/---

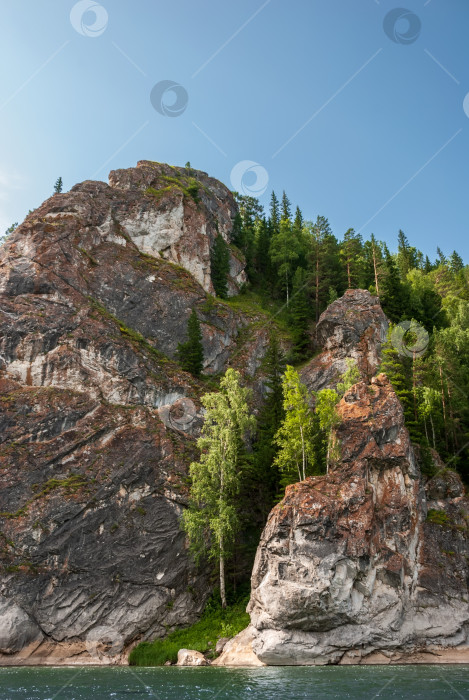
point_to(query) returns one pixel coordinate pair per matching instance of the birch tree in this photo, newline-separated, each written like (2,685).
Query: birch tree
(212,520)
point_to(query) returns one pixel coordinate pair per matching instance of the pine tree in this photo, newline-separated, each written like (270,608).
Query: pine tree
(191,353)
(456,263)
(237,233)
(326,402)
(212,520)
(406,256)
(265,472)
(220,266)
(262,258)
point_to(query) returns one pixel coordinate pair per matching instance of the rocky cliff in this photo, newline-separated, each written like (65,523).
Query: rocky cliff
(368,564)
(96,420)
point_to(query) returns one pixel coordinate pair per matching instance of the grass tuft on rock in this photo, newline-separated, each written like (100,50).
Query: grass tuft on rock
(201,636)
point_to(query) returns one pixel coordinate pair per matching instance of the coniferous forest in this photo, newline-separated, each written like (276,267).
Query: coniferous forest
(305,266)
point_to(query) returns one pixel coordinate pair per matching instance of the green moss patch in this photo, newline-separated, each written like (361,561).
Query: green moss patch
(201,636)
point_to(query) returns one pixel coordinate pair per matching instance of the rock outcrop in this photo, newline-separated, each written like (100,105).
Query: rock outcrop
(367,564)
(353,326)
(97,423)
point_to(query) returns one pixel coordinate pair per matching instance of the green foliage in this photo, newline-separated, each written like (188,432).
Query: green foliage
(300,314)
(220,266)
(202,636)
(438,517)
(326,402)
(191,353)
(212,520)
(8,232)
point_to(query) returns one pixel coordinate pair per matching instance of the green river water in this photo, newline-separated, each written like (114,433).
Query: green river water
(273,683)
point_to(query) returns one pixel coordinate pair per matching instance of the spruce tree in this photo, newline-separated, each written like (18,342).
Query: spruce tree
(237,234)
(274,213)
(284,251)
(406,256)
(191,353)
(456,263)
(351,251)
(220,266)
(299,313)
(265,473)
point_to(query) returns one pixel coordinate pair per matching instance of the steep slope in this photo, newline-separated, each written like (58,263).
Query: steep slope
(367,564)
(97,422)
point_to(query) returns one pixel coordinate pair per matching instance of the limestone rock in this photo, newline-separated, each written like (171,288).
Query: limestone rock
(238,651)
(189,657)
(352,326)
(97,423)
(348,566)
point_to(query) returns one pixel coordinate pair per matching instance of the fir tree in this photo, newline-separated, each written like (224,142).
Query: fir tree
(299,313)
(237,233)
(394,299)
(294,437)
(286,207)
(406,256)
(191,353)
(220,266)
(456,263)
(283,253)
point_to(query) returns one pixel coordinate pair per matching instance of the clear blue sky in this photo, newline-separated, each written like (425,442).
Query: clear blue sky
(385,138)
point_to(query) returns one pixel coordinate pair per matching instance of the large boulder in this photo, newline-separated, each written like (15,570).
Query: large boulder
(354,326)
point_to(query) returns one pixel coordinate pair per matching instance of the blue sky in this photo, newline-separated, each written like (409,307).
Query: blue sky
(357,126)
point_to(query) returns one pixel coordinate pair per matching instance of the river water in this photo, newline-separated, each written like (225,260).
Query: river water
(273,683)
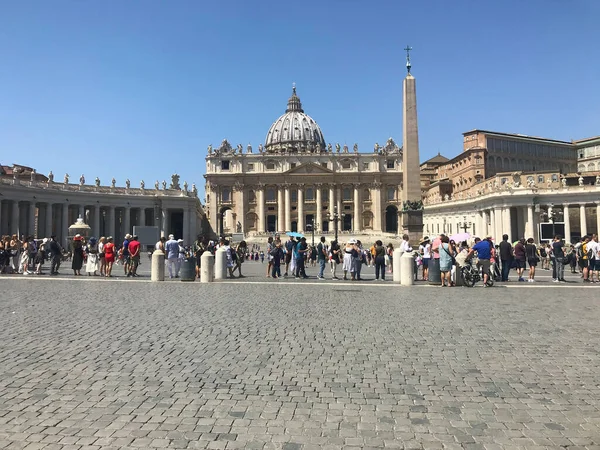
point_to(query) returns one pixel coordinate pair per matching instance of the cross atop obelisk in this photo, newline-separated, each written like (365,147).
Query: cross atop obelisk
(412,207)
(408,65)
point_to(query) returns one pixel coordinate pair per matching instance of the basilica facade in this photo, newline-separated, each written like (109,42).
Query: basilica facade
(298,182)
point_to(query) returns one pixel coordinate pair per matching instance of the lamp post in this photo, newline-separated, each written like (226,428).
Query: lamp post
(335,218)
(465,225)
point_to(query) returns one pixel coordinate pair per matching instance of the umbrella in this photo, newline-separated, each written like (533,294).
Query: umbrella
(459,237)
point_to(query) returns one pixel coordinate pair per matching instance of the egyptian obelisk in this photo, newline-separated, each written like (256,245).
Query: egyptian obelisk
(412,205)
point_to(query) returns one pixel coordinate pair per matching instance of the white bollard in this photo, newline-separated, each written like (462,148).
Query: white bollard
(396,265)
(158,266)
(207,268)
(408,269)
(221,264)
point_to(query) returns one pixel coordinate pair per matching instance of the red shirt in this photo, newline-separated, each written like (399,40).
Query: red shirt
(109,249)
(134,247)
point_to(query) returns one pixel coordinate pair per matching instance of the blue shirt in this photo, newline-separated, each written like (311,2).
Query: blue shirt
(483,250)
(172,248)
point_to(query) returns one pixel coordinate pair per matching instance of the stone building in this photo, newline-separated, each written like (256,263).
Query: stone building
(515,184)
(36,205)
(296,179)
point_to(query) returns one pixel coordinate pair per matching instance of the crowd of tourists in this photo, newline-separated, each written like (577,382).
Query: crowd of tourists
(97,257)
(290,258)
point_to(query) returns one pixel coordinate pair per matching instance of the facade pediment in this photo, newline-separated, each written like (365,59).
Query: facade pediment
(310,169)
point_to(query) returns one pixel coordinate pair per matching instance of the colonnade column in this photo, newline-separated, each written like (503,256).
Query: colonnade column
(187,239)
(300,209)
(31,223)
(598,218)
(65,223)
(356,223)
(376,206)
(529,228)
(319,218)
(567,223)
(288,209)
(280,211)
(96,228)
(111,221)
(492,223)
(582,220)
(49,215)
(127,221)
(260,197)
(164,217)
(338,202)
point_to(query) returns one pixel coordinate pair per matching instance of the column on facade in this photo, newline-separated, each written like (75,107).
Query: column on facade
(111,221)
(31,221)
(48,226)
(65,223)
(376,206)
(127,220)
(96,227)
(567,223)
(288,209)
(260,198)
(598,218)
(338,203)
(164,222)
(319,206)
(506,223)
(187,239)
(280,210)
(492,223)
(356,223)
(300,208)
(529,228)
(582,220)
(241,208)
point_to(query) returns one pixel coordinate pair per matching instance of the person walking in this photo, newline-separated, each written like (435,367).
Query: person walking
(109,256)
(558,252)
(520,258)
(379,251)
(91,266)
(77,262)
(446,259)
(506,256)
(532,255)
(321,257)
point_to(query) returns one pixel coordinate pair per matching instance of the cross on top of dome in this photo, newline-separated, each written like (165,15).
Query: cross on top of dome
(294,101)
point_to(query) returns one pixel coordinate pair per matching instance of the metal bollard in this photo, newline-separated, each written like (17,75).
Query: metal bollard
(207,268)
(158,266)
(396,264)
(408,269)
(221,264)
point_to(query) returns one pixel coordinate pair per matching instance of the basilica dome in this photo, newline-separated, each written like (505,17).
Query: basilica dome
(295,131)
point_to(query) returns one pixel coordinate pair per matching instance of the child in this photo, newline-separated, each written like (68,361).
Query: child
(277,254)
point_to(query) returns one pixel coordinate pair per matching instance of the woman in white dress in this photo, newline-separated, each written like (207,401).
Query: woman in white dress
(349,252)
(92,264)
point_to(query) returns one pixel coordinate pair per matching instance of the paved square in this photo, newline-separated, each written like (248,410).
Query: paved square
(99,364)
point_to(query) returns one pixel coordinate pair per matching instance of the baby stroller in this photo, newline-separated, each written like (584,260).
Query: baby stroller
(471,274)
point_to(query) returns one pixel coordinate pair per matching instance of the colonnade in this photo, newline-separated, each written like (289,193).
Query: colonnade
(517,221)
(44,219)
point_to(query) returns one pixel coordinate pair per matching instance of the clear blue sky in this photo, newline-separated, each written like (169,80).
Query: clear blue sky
(138,89)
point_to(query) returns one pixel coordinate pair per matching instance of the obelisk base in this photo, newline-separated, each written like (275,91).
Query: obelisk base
(412,224)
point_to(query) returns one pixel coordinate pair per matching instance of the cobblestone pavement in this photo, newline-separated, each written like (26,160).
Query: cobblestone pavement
(99,364)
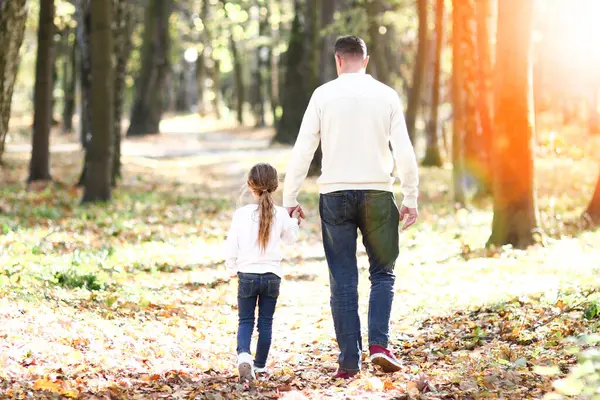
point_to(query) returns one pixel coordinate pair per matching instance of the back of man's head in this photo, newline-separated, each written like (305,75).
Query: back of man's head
(350,47)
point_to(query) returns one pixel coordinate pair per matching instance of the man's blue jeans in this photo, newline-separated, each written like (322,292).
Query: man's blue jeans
(376,214)
(264,290)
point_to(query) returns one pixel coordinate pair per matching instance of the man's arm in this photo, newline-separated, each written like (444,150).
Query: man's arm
(231,247)
(302,154)
(404,154)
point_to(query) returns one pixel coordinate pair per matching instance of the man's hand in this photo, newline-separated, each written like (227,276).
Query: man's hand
(296,212)
(411,215)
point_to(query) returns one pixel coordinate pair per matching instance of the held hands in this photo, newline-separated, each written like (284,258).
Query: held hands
(296,212)
(411,215)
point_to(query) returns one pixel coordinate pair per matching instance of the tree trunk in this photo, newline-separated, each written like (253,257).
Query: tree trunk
(377,44)
(122,34)
(328,72)
(458,113)
(216,77)
(69,87)
(149,102)
(294,96)
(39,166)
(273,65)
(432,154)
(592,213)
(13,15)
(515,214)
(82,14)
(594,115)
(200,81)
(484,69)
(414,97)
(98,177)
(237,72)
(239,80)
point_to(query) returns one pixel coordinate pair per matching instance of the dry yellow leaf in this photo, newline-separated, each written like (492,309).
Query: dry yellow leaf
(46,384)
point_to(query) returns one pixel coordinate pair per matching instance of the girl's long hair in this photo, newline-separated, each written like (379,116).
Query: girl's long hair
(262,180)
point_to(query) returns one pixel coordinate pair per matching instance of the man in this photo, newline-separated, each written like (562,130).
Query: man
(356,118)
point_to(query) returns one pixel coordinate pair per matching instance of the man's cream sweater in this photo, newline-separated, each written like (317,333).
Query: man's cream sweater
(355,118)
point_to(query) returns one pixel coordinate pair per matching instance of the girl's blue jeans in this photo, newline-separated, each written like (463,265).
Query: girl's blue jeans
(253,289)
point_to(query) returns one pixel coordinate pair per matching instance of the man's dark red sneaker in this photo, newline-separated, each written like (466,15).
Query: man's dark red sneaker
(345,375)
(384,358)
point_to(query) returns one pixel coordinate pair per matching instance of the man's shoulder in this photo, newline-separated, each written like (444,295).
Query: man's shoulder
(385,89)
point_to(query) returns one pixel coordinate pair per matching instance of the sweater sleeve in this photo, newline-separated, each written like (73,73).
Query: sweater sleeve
(231,246)
(404,154)
(304,150)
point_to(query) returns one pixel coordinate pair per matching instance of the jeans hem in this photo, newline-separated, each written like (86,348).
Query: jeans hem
(349,370)
(382,344)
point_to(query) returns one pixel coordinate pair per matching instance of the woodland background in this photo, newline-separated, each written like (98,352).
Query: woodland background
(126,131)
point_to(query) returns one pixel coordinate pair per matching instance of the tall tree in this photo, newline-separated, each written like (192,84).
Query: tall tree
(374,10)
(123,23)
(484,95)
(238,73)
(432,153)
(414,98)
(327,68)
(273,65)
(149,100)
(515,214)
(458,110)
(592,213)
(82,15)
(294,96)
(69,85)
(39,166)
(465,32)
(13,14)
(262,59)
(83,35)
(98,177)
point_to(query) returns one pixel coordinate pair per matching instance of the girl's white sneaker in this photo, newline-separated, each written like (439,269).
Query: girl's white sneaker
(260,370)
(246,367)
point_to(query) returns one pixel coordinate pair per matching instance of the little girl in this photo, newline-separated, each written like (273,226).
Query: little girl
(253,251)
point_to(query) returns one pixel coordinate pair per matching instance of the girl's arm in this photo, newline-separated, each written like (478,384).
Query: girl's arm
(231,246)
(289,234)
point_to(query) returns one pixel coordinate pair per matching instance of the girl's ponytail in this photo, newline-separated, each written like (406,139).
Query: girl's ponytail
(262,180)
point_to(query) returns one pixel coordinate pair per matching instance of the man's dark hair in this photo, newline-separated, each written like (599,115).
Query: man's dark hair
(350,46)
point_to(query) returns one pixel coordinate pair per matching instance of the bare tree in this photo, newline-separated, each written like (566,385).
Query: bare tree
(515,211)
(98,185)
(13,14)
(39,166)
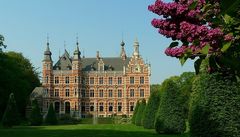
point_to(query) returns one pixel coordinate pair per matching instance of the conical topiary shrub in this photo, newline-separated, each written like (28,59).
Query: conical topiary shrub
(11,115)
(51,117)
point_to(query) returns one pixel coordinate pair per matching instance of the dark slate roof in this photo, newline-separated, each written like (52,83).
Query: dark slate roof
(64,62)
(38,92)
(91,64)
(110,63)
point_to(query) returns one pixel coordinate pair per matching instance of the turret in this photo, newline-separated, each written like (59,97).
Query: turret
(123,53)
(47,61)
(76,62)
(136,49)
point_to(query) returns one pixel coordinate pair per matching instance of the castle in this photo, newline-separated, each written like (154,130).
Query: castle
(101,86)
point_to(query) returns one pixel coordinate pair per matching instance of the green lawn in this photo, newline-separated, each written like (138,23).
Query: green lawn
(83,130)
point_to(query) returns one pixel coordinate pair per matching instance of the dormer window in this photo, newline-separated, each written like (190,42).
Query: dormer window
(101,65)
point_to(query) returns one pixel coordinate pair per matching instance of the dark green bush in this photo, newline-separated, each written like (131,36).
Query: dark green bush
(35,116)
(51,118)
(151,109)
(215,107)
(11,115)
(135,112)
(170,117)
(140,113)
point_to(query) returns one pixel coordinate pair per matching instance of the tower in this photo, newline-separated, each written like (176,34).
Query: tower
(123,53)
(136,49)
(76,74)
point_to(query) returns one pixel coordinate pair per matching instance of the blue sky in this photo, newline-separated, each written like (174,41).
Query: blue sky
(100,25)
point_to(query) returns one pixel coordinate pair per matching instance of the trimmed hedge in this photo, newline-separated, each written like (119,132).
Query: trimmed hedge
(51,117)
(135,112)
(35,116)
(151,109)
(215,107)
(11,115)
(140,113)
(170,117)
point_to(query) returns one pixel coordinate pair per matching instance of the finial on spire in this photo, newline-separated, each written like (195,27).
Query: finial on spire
(98,55)
(136,48)
(77,40)
(47,39)
(123,53)
(83,54)
(64,45)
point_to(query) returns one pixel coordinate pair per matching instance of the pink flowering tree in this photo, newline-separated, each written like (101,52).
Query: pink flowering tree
(201,30)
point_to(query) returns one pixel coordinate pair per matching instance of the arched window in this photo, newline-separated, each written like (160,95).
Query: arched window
(57,107)
(67,107)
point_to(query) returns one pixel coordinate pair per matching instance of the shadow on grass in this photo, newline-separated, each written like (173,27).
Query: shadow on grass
(78,132)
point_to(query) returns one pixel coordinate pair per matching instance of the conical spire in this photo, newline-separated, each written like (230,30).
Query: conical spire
(123,53)
(47,52)
(136,48)
(77,53)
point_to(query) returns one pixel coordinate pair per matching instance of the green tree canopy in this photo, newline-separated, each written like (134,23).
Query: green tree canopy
(17,75)
(170,117)
(214,109)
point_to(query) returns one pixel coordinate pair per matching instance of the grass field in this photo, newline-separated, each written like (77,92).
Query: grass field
(83,130)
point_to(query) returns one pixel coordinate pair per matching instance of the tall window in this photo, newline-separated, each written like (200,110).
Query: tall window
(101,107)
(119,93)
(56,80)
(91,80)
(91,93)
(75,79)
(141,92)
(83,93)
(100,93)
(131,80)
(56,92)
(57,107)
(131,106)
(83,80)
(131,92)
(67,80)
(110,80)
(110,106)
(67,92)
(101,80)
(83,108)
(141,80)
(91,106)
(119,106)
(119,80)
(110,94)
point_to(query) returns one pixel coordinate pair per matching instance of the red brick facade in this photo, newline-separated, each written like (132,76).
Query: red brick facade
(101,86)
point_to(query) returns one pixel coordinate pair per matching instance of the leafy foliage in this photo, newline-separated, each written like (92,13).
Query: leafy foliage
(170,117)
(215,107)
(140,113)
(135,112)
(18,76)
(208,30)
(151,109)
(11,115)
(35,117)
(51,117)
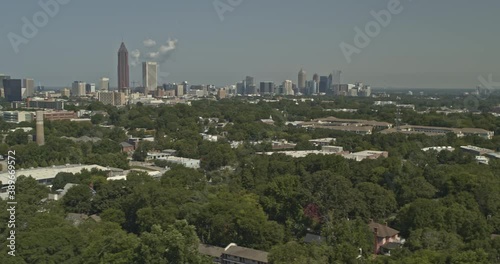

\---

**Written exercise:** Rewrite the lines as a numbered list, beginning at the line that has "written like (230,30)." and stopping after the last line of the items. Skip blank lines and leave the pictures out.

**Output below:**
1. point_to(query) returns one pixel coordinate pair per matching instance of the conical spire in this photo, newline-separated, each written like (230,30).
2. Query: conical spire
3. (123,53)
4. (47,52)
5. (136,48)
6. (77,53)
7. point_to(query) returns one pixel coordinate pair per matching instance of the green tree canopy in this photo, newline-separated, each written like (134,23).
8. Query: green tree canopy
9. (17,75)
10. (170,117)
11. (214,109)
12. point_to(query) returns one pixel coordinate pair per matching instance of the grass field in this photo, newline-separated, each written like (77,92).
13. Query: grass field
14. (83,130)
15. point_to(query) returns one pixel coordinate pair per matching instance of the tall window in this photo, newline-separated, each written like (200,110).
16. Query: tall window
17. (101,107)
18. (119,93)
19. (56,80)
20. (91,80)
21. (91,93)
22. (75,79)
23. (141,92)
24. (83,93)
25. (100,93)
26. (131,80)
27. (56,92)
28. (57,107)
29. (131,106)
30. (83,80)
31. (131,92)
32. (67,80)
33. (110,80)
34. (110,106)
35. (67,92)
36. (101,80)
37. (83,108)
38. (141,80)
39. (91,106)
40. (119,106)
41. (119,80)
42. (110,94)
43. point_to(query) returns one pixel coordinate pair per matching instance of the red brick facade in this photo, newline-separated, each written like (132,76).
44. Query: red brick facade
45. (101,86)
46. point_to(query) returns one pixel coordinate pair per matching instance of the leafy foliage in this photo, newline-separated, each written like (92,13).
47. Query: leafy foliage
48. (170,117)
49. (215,107)
50. (140,113)
51. (135,112)
52. (18,76)
53. (208,30)
54. (151,109)
55. (11,115)
56. (35,117)
57. (51,117)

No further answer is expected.